Directions: Reproduce the records below word for word, omitting the pictures.

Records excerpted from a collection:
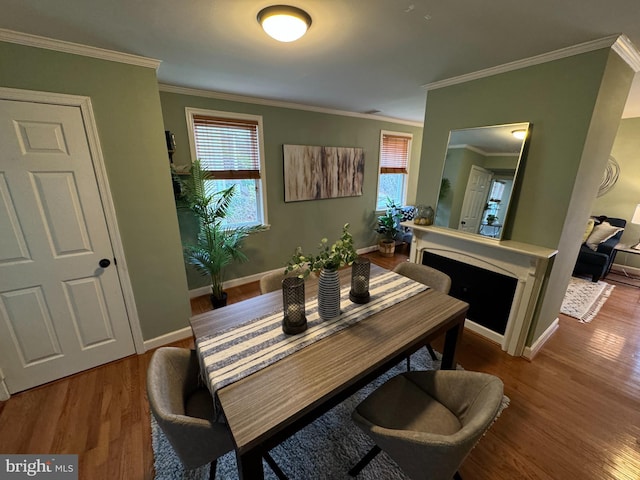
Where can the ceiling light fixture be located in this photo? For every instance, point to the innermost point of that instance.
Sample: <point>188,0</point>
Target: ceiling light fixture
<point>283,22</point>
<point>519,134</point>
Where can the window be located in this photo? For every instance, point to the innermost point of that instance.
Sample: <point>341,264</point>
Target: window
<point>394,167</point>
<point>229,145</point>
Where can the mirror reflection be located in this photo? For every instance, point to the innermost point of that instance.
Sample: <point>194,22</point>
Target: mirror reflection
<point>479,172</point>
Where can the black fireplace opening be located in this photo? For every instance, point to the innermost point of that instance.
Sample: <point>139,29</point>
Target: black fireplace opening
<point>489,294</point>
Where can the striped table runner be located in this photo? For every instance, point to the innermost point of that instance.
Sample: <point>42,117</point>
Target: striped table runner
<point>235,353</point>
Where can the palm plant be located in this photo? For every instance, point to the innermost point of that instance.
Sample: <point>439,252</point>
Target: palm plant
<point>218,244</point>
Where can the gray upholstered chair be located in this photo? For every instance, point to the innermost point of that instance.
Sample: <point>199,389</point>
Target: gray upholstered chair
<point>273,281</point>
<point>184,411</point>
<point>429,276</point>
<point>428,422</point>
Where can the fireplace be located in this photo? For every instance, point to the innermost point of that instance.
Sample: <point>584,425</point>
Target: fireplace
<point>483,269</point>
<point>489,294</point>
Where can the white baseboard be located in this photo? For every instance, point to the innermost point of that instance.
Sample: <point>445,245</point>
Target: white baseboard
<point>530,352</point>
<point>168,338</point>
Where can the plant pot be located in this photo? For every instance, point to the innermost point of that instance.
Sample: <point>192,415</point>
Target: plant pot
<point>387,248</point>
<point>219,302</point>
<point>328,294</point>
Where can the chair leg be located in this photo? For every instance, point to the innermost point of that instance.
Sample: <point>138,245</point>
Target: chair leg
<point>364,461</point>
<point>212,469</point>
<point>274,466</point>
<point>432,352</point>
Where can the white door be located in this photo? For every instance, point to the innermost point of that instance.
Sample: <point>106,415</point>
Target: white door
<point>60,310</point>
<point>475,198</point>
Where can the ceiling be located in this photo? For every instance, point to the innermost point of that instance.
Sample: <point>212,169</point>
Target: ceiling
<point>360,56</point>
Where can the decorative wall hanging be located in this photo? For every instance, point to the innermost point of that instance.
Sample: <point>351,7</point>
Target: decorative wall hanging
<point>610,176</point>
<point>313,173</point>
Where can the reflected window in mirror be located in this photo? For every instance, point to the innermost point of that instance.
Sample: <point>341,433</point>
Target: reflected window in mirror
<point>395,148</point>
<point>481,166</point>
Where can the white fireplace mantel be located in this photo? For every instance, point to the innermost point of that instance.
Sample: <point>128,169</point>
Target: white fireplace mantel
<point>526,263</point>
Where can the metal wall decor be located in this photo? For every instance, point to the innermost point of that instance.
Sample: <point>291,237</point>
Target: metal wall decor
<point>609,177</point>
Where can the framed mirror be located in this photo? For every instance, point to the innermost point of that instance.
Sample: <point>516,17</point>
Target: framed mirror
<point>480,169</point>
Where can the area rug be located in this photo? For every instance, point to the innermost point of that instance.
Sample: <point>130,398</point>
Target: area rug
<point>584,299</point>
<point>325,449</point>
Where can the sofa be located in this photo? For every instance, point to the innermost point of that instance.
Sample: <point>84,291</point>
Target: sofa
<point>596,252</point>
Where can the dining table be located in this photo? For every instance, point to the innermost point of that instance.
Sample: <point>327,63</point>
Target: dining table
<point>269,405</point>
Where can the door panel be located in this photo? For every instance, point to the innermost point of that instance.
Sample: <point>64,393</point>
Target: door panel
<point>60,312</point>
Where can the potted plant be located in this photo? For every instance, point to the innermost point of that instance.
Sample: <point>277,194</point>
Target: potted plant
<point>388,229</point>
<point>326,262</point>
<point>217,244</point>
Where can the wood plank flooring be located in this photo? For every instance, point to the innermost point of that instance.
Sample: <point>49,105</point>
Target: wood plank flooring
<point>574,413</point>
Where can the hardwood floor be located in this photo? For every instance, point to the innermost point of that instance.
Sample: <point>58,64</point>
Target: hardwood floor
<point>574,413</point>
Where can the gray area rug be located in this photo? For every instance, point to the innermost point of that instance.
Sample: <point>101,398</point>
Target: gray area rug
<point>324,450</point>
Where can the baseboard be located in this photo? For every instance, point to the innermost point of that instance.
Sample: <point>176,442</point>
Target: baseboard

Task answer:
Where can the ceiling light fixture be located in this photo? For every instance, point to the innermost point of that instance.
Sample: <point>188,0</point>
Target: ceiling light fixture
<point>283,22</point>
<point>519,134</point>
Where can the window be located in this photo? For every instance, point to the innermost point of that instance.
Sample: <point>341,264</point>
Target: window
<point>394,167</point>
<point>229,145</point>
Where can the mirror reflection be located in this photo? For every instance, point to the innermost point of that instance.
Sample: <point>194,22</point>
Target: mirror reflection
<point>479,172</point>
Where can the black fireplace opening be located in this photo? For every instance, point to the innermost point of that instance.
Sample: <point>139,29</point>
Target: black fireplace opening
<point>489,294</point>
Where can the striped table runner be located in this photo? For every instance, point to the innermost point of that instance.
Sample: <point>42,117</point>
Target: striped table runner
<point>235,353</point>
Where can the palm plant be located in this photo? For every instance, point to the innermost point of that instance.
Sample: <point>439,252</point>
Target: palm plant
<point>218,244</point>
Where can the gray upholstered chair be located in this photo? For every instance, point to the innermost point of that instance.
Sample: <point>199,389</point>
Target: gray upholstered chair
<point>273,281</point>
<point>184,411</point>
<point>429,276</point>
<point>428,422</point>
Where can the fireplace be located in this photo? For every instance, point to the innermost point of that instance.
Sample: <point>584,425</point>
Target: fireplace
<point>483,269</point>
<point>489,294</point>
Where can the white baseboard be located in this photo? For every instance, point to the innermost point of that instance.
Sample: <point>445,245</point>
Target: white baseboard
<point>530,352</point>
<point>168,338</point>
Where can the plant pot be located in this photo? For every instance, point to the innermost point of that instance.
Sample: <point>192,415</point>
Target: plant pot
<point>387,248</point>
<point>219,302</point>
<point>328,294</point>
Where can the chair leg be located in this photo? For every instance, point to the innermost point of that instance.
Sample: <point>138,245</point>
Target: chair leg
<point>364,461</point>
<point>212,469</point>
<point>274,466</point>
<point>432,352</point>
Where can the white door be located in this photo? For every instance, point to the innermost point of that instance.
Sample: <point>106,415</point>
Target: white door
<point>60,310</point>
<point>475,198</point>
Where can the ceiling be located in this photo? For every instance, point to the innermost point of that instance.
Sample: <point>212,169</point>
Target: ceiling
<point>360,56</point>
Where can the decorative wall hanging be located in this photo? For every instance, point to the innermost point of that instance.
Sample: <point>351,7</point>
Target: decorative wall hanging
<point>610,176</point>
<point>313,173</point>
Where can the reflected window in mirror be located in this photo? For every instance, point to the innermost point of that instance.
Sample: <point>341,433</point>
Target: reflected window in mirror
<point>395,148</point>
<point>481,166</point>
Where can the white fireplace mantel be located in this photo? For every instance, point to the innermost point of that instance.
Sample: <point>128,169</point>
Target: white fireplace mantel
<point>526,263</point>
Where can the metal wall decor be located in this photo? For every instance, point to the innermost point of that instance.
Sample: <point>291,237</point>
Target: metal wall decor
<point>609,177</point>
Where can the framed mirror be located in this photo? For every instance, point to the innermost point of that instance.
Sample: <point>516,17</point>
Target: framed mirror
<point>480,169</point>
Where can the area rug be located in this photo? For every instance, point to the innermost point of that instance.
Sample: <point>130,398</point>
Target: area rug
<point>584,299</point>
<point>325,449</point>
Where can the sofa be located in this photo? For every instance, point to the innermost point of that instance.
Sample: <point>84,291</point>
Target: sofa
<point>596,252</point>
Where can the dining table be located in this photo? For every instance, point to the innermost point of that instance.
Sample: <point>327,63</point>
Target: dining table
<point>269,405</point>
Where can the door panel be located in this photo? For every instance, point to the innermost point of that instance.
Sample: <point>64,393</point>
Target: door panel
<point>60,312</point>
Where can the potted plant be located in this photo? For every instance, point to the innermost point of that instance.
Sample: <point>277,194</point>
Target: potted plant
<point>388,229</point>
<point>326,262</point>
<point>217,244</point>
Where can the wood plank flooring be located in this photo? For every instance, point to the innermost point of that instance.
Sample: <point>49,105</point>
Target: wood plank flooring
<point>574,413</point>
Where can the hardwood floor be located in this photo? For every instance, point to the innermost point of that instance.
Sample: <point>58,64</point>
Target: hardwood floor
<point>574,413</point>
Where can the gray area rug be located in this photo? For every instance, point to the innermost point of that instance.
Sample: <point>101,398</point>
Target: gray area rug
<point>324,450</point>
Where can the baseboard be located in this photo? For every instance, point to the innermost point of that instance.
Sample: <point>176,442</point>
Target: baseboard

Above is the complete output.